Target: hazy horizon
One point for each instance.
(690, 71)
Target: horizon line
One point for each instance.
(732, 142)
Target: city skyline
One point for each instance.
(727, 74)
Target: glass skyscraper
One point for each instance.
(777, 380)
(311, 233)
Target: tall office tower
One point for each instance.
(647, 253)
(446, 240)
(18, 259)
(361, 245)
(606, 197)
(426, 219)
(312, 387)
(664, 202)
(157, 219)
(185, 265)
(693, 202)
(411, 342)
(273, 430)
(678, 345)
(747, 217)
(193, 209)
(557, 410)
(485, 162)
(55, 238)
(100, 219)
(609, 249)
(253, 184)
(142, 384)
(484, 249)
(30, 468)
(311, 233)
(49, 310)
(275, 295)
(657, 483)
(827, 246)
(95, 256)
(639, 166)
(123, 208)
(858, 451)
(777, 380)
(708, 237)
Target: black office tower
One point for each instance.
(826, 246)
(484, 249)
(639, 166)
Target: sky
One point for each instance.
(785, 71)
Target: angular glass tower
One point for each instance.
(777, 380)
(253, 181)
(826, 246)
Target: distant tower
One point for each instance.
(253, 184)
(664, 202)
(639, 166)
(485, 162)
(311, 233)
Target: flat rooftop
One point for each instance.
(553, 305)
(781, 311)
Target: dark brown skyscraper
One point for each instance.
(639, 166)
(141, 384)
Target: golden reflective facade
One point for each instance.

> [TASK BRIEF] Every entry above must be copied exactly.

> [RESPONSE FOR THIS EXERCISE]
Target: hazy horizon
One point for each instance.
(690, 71)
Target: horizon line
One point for each instance.
(732, 142)
Target: city skyline
One point for each instance.
(727, 74)
Target: glass skyscraper
One point for each instance.
(777, 380)
(311, 233)
Target: tall office tower
One point for each instance.
(647, 253)
(446, 240)
(18, 259)
(361, 245)
(606, 197)
(426, 219)
(312, 387)
(664, 202)
(157, 219)
(185, 265)
(693, 202)
(411, 342)
(273, 430)
(678, 345)
(747, 217)
(193, 209)
(557, 410)
(485, 162)
(55, 238)
(100, 219)
(609, 249)
(253, 184)
(142, 384)
(484, 249)
(30, 468)
(311, 233)
(49, 310)
(275, 295)
(657, 483)
(827, 246)
(95, 256)
(639, 166)
(123, 208)
(858, 451)
(777, 380)
(708, 237)
Target: black office tower
One point for each instance.
(826, 246)
(484, 249)
(639, 166)
Target: sky
One point for each instance.
(785, 71)
Target: angular glass tower
One point for each instance.
(777, 380)
(253, 181)
(826, 246)
Target: distant tower
One point for each instance.
(253, 184)
(664, 202)
(639, 166)
(485, 162)
(311, 233)
Target: flat rooftop
One point for each instance.
(553, 305)
(781, 311)
Target: dark brown skyscraper
One point for each instance.
(639, 166)
(141, 384)
Target: golden reflective facade
One point for each instance.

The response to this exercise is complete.